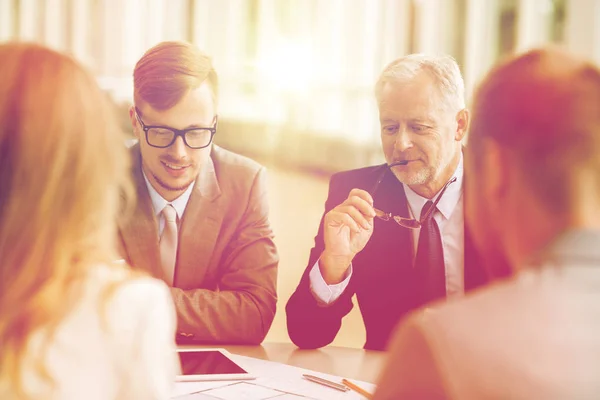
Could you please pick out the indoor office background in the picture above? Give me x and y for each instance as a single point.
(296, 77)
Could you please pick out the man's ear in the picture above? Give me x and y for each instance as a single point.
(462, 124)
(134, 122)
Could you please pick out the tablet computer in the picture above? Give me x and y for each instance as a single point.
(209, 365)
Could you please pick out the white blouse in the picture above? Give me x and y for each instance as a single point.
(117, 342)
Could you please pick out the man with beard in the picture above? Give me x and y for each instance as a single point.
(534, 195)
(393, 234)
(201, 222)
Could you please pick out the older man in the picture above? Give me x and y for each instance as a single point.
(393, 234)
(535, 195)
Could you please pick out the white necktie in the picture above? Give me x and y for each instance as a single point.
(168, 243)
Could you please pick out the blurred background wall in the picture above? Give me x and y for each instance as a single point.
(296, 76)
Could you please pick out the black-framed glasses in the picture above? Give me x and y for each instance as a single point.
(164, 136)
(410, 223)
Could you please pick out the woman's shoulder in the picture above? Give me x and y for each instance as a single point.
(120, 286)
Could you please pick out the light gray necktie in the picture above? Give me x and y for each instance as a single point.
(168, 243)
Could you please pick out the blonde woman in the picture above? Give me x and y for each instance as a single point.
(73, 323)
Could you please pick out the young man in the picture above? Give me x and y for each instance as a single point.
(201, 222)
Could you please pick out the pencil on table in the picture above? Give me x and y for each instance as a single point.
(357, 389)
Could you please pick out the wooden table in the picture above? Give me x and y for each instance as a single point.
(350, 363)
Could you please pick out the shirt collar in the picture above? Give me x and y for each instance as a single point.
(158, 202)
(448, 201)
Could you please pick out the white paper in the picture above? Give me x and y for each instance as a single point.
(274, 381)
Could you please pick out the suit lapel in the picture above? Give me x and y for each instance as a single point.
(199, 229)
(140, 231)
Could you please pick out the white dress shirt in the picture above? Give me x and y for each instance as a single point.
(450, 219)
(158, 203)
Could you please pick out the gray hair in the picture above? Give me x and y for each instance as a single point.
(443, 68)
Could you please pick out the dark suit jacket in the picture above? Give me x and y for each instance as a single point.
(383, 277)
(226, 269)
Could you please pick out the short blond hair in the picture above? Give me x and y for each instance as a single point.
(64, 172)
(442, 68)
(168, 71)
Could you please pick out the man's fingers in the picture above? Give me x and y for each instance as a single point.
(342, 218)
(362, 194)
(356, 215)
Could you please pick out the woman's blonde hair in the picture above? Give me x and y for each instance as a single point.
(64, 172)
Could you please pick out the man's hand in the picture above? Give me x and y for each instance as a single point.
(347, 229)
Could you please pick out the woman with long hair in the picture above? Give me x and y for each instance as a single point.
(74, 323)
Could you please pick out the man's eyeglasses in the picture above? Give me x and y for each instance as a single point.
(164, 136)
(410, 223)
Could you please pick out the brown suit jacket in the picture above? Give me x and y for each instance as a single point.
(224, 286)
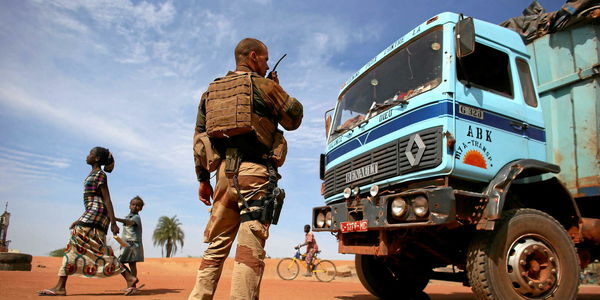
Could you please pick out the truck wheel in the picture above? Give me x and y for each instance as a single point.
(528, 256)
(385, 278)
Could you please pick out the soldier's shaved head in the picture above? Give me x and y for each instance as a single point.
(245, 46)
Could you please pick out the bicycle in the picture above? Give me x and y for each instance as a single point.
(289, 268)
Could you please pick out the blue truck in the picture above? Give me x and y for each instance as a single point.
--*--
SET TASK: Pass over all pictures while writing out the lines from the line with "Could you please pick out the woman with" through the last line exactly.

THE RESPONSE:
Could you please pick out the woman with long hair in the picture above? Give me x and y for each instance as a single point.
(74, 323)
Could you please pick out the man's eyeglasses in the picture above? Give me x and y for each instance as a single point.
(164, 136)
(410, 223)
Could you please pick out the brown suit jacket in the picture above? Give me x and y for each instance as a single point.
(224, 286)
Could you please pick out the truck wheel in the picture above? Give me x and y for each instance as a single point.
(528, 256)
(385, 278)
Could you please pick out the soldier's shaved head in the picture above? Give me x and y for each instance as a single point.
(245, 46)
Could you please pick out the bicycle in the picture above? Give me x and y for each instance as a single point.
(289, 268)
Could you please pick out the blue truck in the picture above? Give me x and y for each instance as a single point.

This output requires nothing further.